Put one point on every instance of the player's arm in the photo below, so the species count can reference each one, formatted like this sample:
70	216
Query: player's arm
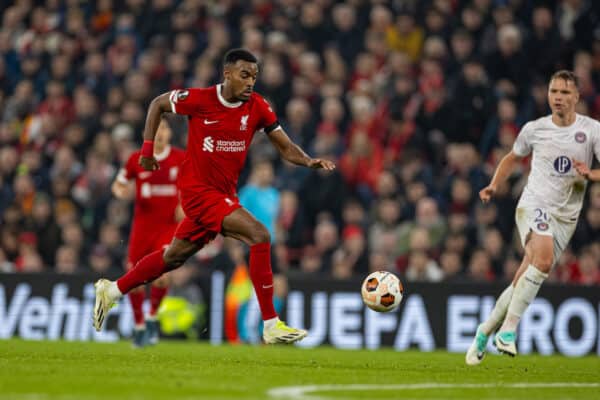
122	191
503	171
586	172
158	106
291	152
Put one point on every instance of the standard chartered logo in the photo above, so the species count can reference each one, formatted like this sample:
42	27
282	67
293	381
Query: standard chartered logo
229	146
208	144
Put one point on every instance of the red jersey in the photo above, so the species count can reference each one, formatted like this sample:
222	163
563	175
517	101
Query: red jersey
220	134
156	194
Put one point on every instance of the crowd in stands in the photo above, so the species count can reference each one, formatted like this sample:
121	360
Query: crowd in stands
415	100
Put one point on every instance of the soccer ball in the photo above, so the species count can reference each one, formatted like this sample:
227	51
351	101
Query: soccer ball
382	291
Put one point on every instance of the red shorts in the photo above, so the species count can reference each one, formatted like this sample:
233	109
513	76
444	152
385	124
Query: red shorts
204	214
145	239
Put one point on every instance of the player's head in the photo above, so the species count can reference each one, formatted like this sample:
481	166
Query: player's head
163	136
240	69
563	93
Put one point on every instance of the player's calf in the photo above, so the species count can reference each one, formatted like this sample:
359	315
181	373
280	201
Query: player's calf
476	351
506	343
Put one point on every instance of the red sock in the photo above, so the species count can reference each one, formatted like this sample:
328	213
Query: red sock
146	270
136	298
262	278
156	295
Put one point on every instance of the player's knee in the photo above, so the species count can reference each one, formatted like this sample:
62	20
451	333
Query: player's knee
543	262
260	235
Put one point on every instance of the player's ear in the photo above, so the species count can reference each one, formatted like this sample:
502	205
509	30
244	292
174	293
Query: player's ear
227	71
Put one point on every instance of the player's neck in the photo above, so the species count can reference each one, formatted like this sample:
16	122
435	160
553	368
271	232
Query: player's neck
565	120
227	94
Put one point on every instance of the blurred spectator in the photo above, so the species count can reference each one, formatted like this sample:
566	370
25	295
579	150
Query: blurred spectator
260	197
422	268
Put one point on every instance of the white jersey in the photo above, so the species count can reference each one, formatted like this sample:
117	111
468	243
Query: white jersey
553	184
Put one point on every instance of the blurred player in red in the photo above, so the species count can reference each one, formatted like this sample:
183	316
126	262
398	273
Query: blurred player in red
222	121
154	222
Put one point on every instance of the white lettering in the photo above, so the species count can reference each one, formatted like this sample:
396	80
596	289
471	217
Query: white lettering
375	323
317	331
34	319
575	308
344	319
67	306
414	326
462	322
10	315
536	327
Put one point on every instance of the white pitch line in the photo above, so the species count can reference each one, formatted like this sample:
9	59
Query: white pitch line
304	392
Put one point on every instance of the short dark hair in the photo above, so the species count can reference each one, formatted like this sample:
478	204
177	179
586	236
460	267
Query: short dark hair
234	55
566	75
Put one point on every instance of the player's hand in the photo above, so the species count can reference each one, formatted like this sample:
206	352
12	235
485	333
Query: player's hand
581	168
320	163
487	193
148	163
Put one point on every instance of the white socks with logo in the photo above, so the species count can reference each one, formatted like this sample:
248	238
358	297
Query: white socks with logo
525	291
499	311
270	323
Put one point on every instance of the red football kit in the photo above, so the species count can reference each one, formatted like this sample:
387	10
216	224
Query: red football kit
220	133
156	199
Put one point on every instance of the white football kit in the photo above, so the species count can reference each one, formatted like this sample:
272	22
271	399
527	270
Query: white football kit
552	199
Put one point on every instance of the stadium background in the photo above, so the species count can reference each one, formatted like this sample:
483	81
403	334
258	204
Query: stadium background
416	101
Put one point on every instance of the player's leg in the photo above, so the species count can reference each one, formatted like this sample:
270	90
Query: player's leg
158	290
146	270
526	286
137	249
477	350
241	225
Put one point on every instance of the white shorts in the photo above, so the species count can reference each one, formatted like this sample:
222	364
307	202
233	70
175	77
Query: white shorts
540	221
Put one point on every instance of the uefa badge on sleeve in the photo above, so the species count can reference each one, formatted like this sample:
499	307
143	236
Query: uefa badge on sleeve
580	137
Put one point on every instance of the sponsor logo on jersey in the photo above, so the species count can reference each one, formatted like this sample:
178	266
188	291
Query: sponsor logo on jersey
208	144
148	190
173	171
244	122
228	146
580	137
562	164
182	94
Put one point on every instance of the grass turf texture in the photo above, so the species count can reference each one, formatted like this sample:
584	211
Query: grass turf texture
185	370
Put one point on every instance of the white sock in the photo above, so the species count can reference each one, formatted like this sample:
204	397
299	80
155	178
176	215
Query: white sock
113	291
270	323
498	312
525	291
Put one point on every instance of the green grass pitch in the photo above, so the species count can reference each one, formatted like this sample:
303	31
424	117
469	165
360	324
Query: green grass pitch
185	370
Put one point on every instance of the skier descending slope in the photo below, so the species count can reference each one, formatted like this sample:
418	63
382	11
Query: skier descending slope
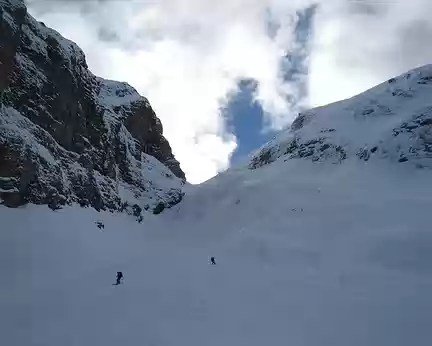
119	277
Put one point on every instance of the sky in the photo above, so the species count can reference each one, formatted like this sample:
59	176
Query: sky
225	76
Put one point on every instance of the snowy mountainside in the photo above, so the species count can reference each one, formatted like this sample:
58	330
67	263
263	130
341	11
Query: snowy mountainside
339	256
392	121
67	136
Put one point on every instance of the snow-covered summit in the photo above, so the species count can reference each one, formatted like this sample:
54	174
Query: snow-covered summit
67	136
390	121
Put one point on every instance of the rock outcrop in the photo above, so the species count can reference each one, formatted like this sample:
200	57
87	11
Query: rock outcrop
67	136
392	121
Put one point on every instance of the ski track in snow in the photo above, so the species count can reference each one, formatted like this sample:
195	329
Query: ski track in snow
353	268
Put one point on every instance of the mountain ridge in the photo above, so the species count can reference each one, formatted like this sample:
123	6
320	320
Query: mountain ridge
67	136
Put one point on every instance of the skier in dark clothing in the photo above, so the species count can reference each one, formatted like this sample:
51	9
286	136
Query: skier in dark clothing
119	277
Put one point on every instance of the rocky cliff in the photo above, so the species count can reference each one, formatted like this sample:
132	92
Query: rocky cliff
68	136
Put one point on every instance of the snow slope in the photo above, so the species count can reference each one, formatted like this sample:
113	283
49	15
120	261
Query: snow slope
319	240
340	255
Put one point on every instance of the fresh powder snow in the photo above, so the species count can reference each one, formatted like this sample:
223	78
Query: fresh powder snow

_ _ _ _ _ _ _

• _WHAT THE EXERCISE ASKS_: Give back the listing word for word, minus its images.

• _OUTPUT FOR THIS EXERCISE_:
Put one point on every instance of the player's arm in the photo below, so the species count can reference each one, formatted like this sample:
70	216
Query: player's arm
122	191
503	171
586	172
158	106
291	152
Put one point on every instance of the standard chartered logo in the photo above, so the species count can reference each one, formatted like this sample:
42	27
282	67
293	381
Query: standard chartered logo
229	146
208	144
Put one point on every instance of the red jersey in the photo above, so the species count can reference each one, formatted like this sample:
222	163
563	175
517	101
Query: red jersey
220	134
156	194
Put one point on every instance of the crowd in stands in the photo above, so the species count can reference each one, formatted like this sample:
121	360
Query: crowd in stands
415	100
Put one point on every instance of the soccer ball in the photo above, so the species count can reference each one, formatted like this sample:
227	51
351	101
Query: soccer ball
382	291
Put one point on every instance of the red shorts in the photo above, so the species count can reference each one, formatted like this sample:
233	109
513	76
444	152
385	124
Query: red shorts
204	214
145	239
Put one point on every instance of the player's head in the photo above, so the species count can reference each one, formatted like this sample:
481	166
Query: player's head
163	136
240	69
563	93
Put one point on every instance of the player's calf in the photo above, so the species count can reference each one, formatted like this sample:
359	315
181	373
280	201
Query: player's calf
476	351
506	343
Put one point on every instance of the red sock in the photo above, so the species count can reference each one, formatted like this sample:
328	213
Query: red sock
146	270
136	298
262	278
156	295
Put one point on every instance of the player's knee in the photo above, so the species count can reference each one, formatted like this sample:
62	20
451	333
Query: player's knee
543	262
260	235
Put one point on every instance of the player's ear in the photo above, so the species count can reference each one, formatted like this sample:
502	205
509	30
244	292
174	293
Query: player's ear
227	71
Put one point on every instance of the player's neck in the photo above, so the species count can reference each one, formatted like this sample:
16	122
435	160
553	368
271	232
Query: player's neck
565	120
227	94
Put one point on every instance of the blurred spectator in the photo above, so the species count can reference each one, formatted like this sample:
566	370
25	295
579	150
Query: blurred spectator
260	197
422	268
Put one point on every instance of the white jersey in the photo above, so the species count can reference each one, formatted like this sample:
117	111
468	243
Query: white jersey
553	184
Put one point on every instance of the blurred player in red in the photo above, so the species count can reference each one, formatted like this sample:
183	316
126	262
398	273
Query: blurred player in red
222	121
154	222
Put one point on every instance of the white lettering in the photo above, so the species count can reference each one, formatted like this sample:
396	80
596	289
471	217
Query: white lettering
375	323
317	331
34	319
575	308
344	319
67	306
414	326
462	322
10	315
536	327
Put one point on every instance of the white pitch line in the photo above, so the species count can reference each one, formatted like this sample:
9	59
Query: white pitch line
304	392
Put one point on every instance of the short dark hair in the photo above, so the species count can reference each one, formatted like this sample:
478	204
177	179
586	236
460	267
Query: short dark hair
234	55
566	75
Put one point on every instance of the player's hand in the photo above, so the species count can reference each one, formatted like this sample:
206	352
12	235
485	333
Query: player's hand
581	168
320	163
487	193
148	163
Put one point on every instance of the white socks with logo in the photo above, so the species count can reference each one, formatted like this sample:
248	238
358	297
Query: white socks with logo
525	291
499	311
270	323
Put one point on every instance of the red football kit in the photo above, so the species count can reference each one, formatted like this sample:
387	10
216	224
Query: red football kit
220	133
156	199
Put one point on every instance of the white football kit in the photo above, so the species count can reference each one, formatted like this sample:
272	22
271	399
527	270
Query: white football kit
552	199
Put one point on every instance of the stadium background in the photo above, so the species count can reference each one, formatted like this sample:
483	81
403	334
258	204
Query: stadium background
416	101
Put one point on every instance of the player's leg in the photo above, so the species count can reference each one, formatted like this sample:
270	90
Query: player's leg
158	290
146	270
526	286
137	249
477	350
241	225
Put one point on every instance of the white shorts in the photo above, so the species count can reference each one, formatted like this sample:
222	364
307	202
233	70
175	77
Query: white shorts
540	221
Put one point on every instance of the uefa badge on sleeve in the photo above, so the species count can reference each one, formatted like this sample:
499	307
143	236
Query: uefa badge on sleeve
580	137
Put one point on every instance of the sponsor logo on jersey in the photo above, so the species count can reference each one, formatted like this sample:
178	266
188	291
Query: sponsor logo on jersey
208	144
148	190
173	171
244	122
228	146
580	137
562	164
182	94
Put one point on every instance of the grass turf texture in the photo above, so the species count can reference each one, formatted like this sample:
584	211
Query: grass turf texture
185	370
Put one point on every instance of the white sock in the photo above, so the species count can reference each one, formatted like this sample:
204	397
299	80
155	178
176	215
Query: white sock
113	291
270	323
498	312
525	291
Put one point on every instance of the green grass pitch in the photo above, so the species count can reference each one, formatted like this sample:
303	31
424	117
469	165
360	324
Query: green grass pitch
185	370
Put one point on every instance of the skier descending slope in the photo below, so the species count can reference each one, formatted like this sample:
418	63
382	11
Query: skier descending slope
119	277
Put one point on every instance of the sky in the photo above, so the species count can reference each one, formatted like this sample:
59	176
Query: sky
225	76
Put one point on every instance of the snowy mountainside in the photo above, so the species count can reference each one, formatted like this sample:
58	330
67	263
263	130
341	11
Query: snowy mountainside
339	256
392	121
67	136
Put one point on every instance of the snow-covered summit in the photo above, so the species count can reference each one, formatted like this sample:
54	174
Query: snow-covered summit
67	136
390	121
Put one point on every instance of the rock outcrop in the photo above, so the species count can reference each one, formatted like this sample:
200	57
87	11
Query: rock outcrop
67	136
392	121
Put one point on every instance of the ski track in snow in the photo above, so the species count can reference each one, formatted like this sample:
195	329
Query: ski track in snow
353	268
Put one point on every instance of the mountain ridge in the photo above, so the species count can reference each one, formatted like this sample:
123	6
320	320
Query: mountain ridge
67	136
Put one point on every instance of the skier in dark clothing in the photo above, so the species count can reference each one, formatted like this sample:
51	9
286	136
Query: skier in dark clothing
119	277
Put one point on every instance of the rocky cliff in the photo above, so the species count can reference each one, formatted like this sample:
132	92
Query: rocky cliff
68	136
Put one point on every instance of the snow slope in the photo above, so the species count can reference each one, formatted like this sample:
113	283
49	15
120	261
Query: snow slope
319	240
340	255
Put one point on every instance of the fresh powder snow in the photo above, so the species count can reference each one, formatted like this sample:
223	78
Query: fresh powder snow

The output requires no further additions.